§ **Given problem A**: Which lines of the records below contain the word "trees"? Show each of them.

We have consecrated Ron Jackson as the new bishop for the Diocese of the Great Lakes, and this week at our upcoming meeting we will examine the election of the new bishop of Pittsburgh to follow retiring bishop, Archbishop Emeritus Bob Duncan.  With the help of Canon Phil Ashey and the American Anglican Council, we held our first official Bishops’ Leadership Summit at the Billy Graham Training Center at the Cove in North Carolina, an event designed to train bishops to be bishops.

With the inspiration of Archbishop Rwaje and the Rwandan House of Bishops, two of the PEARUSA networks are becoming dioceses of the ACNA. The Church of Rwanda is releasing its clergy and congregations into the Anglican Church in North America. Although they have been dual citizens (resident in both Provinces), the Rwandans concluded that now that we have a mature Anglican Province in North America, there was no longer a need for a missionary district of PEAR (Rwanda) here.  At this Council the Governance Task Force will present resolutions to create two new dioceses out of two of the PEARUSA networks under the leadership of Bishop Steve Breedlove and Bishop Ken Ross.  The third PEARUSA Network is merging with several dioceses and Bishop David Bryan has been elected to serve as a Suffragan bishop of the Diocese of the Carolinas, where most of the clergy and congregations have become domicile.  Thank you, Archbishop Rwaje for your leadership and inspiration.

With the retirement of Bishop Win Mott, the REC Diocese of the West has merged its congregations with other existing dioceses and this will not only strengthen those dioceses, but will eliminate some of our overlapping jurisdiction issues.

§ **Record set**:
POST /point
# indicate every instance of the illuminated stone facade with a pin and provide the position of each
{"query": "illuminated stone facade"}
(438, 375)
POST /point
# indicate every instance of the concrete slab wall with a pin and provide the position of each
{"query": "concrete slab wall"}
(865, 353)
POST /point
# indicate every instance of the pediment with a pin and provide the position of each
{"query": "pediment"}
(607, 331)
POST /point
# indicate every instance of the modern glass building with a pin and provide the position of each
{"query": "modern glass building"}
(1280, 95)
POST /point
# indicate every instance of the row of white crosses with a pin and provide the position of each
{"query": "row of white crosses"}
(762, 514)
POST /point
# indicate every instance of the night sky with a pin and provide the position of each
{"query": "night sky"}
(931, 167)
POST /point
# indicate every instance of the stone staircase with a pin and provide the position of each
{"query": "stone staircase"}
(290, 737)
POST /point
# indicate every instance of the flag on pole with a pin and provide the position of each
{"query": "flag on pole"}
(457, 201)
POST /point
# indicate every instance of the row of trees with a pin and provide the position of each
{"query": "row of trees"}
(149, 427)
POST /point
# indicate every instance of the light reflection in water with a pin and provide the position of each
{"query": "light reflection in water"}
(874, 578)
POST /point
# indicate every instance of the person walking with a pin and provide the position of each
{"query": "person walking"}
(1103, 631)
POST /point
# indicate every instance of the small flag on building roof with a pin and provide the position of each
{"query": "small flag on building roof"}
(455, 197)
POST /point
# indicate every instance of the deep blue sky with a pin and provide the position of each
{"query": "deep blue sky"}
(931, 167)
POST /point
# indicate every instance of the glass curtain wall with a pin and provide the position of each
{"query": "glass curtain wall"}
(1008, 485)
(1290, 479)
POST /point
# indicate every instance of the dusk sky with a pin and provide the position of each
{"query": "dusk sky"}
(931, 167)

§ **Given problem B**: Retype the passage on the Anglican Church in North America above, from "With the retirement" up to and including "overlapping jurisdiction issues.".

§ **Written reply A**:
# indicate every instance of the row of trees with a pin and provide the position of each
{"query": "row of trees"}

§ **Written reply B**:
With the retirement of Bishop Win Mott, the REC Diocese of the West has merged its congregations with other existing dioceses and this will not only strengthen those dioceses, but will eliminate some of our overlapping jurisdiction issues.